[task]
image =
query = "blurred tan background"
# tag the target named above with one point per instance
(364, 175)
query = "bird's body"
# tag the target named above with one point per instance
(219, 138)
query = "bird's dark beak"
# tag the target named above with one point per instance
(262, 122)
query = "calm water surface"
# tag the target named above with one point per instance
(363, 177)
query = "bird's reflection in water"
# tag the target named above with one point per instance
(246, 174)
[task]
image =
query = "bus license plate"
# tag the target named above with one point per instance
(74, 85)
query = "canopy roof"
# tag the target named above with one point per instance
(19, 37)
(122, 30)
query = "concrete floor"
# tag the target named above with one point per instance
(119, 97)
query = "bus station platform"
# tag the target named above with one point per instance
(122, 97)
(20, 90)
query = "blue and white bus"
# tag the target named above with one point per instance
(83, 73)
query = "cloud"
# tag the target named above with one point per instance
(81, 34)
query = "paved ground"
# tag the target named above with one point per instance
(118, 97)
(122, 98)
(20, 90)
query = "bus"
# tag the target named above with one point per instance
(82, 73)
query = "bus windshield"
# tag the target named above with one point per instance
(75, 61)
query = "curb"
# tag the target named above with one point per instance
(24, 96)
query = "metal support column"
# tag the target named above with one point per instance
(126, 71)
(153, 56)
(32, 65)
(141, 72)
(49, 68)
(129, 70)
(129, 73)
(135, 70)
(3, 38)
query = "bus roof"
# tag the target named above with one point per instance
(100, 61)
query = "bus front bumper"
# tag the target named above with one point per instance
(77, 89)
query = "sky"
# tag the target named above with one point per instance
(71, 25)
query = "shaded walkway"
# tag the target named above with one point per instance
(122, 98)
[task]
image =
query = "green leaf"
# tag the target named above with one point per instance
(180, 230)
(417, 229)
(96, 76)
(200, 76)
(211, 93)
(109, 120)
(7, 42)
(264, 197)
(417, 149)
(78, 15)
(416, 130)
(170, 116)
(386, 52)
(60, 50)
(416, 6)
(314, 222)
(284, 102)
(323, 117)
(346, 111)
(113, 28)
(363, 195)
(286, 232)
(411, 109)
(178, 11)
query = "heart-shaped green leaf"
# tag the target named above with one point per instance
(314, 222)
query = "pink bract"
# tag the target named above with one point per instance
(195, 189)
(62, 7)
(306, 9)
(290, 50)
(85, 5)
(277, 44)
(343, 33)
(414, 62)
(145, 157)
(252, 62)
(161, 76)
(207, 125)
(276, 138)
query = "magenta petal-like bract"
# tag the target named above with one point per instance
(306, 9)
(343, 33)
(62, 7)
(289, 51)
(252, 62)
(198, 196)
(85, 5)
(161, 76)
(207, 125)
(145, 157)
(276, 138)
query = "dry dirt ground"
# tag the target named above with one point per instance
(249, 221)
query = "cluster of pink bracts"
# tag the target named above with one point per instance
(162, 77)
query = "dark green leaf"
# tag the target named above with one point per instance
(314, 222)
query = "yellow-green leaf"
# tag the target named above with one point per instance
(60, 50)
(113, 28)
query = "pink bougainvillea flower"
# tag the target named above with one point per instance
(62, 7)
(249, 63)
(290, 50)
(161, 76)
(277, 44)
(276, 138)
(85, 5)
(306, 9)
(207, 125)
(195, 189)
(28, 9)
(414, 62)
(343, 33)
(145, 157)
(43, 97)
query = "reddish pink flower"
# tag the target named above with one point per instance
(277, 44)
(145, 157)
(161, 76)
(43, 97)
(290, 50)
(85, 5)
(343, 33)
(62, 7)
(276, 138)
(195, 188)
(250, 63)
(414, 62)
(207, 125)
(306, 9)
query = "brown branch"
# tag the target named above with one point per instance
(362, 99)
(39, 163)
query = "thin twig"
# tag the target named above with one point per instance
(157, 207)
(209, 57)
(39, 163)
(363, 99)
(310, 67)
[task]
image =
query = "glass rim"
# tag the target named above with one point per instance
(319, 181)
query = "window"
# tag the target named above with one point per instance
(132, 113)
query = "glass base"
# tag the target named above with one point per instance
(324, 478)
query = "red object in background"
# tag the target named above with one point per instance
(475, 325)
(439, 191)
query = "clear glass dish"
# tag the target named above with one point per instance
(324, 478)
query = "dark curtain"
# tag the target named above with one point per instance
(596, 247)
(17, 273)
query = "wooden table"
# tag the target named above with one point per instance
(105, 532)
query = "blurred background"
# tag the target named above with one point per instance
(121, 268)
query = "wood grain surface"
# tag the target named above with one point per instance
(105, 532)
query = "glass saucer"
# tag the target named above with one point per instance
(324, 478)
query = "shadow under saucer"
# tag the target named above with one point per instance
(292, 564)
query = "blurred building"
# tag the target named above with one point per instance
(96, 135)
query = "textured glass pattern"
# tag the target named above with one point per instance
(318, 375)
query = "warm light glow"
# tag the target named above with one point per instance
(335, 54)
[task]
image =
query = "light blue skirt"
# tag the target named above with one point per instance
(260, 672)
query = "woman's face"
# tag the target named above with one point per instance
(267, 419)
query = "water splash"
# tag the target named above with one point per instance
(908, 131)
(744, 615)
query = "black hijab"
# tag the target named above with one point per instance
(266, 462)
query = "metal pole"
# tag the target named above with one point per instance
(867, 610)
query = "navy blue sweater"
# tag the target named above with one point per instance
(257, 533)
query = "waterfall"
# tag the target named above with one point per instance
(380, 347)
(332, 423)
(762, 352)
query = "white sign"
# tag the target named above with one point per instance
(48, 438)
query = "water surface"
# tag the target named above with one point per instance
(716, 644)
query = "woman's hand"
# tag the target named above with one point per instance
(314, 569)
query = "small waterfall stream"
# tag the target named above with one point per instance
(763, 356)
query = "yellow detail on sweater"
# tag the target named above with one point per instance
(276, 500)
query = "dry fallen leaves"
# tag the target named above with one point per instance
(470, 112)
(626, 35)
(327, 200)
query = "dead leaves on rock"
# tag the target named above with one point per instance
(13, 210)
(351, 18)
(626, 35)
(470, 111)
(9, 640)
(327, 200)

****************************************

### EXERCISE OBJECTIVE
Please return every line of the records above that contains the word "leaves".

### RESPONSE TO THE EXERCISE
query = "dry fallen leaves"
query = "dead leaves on rock"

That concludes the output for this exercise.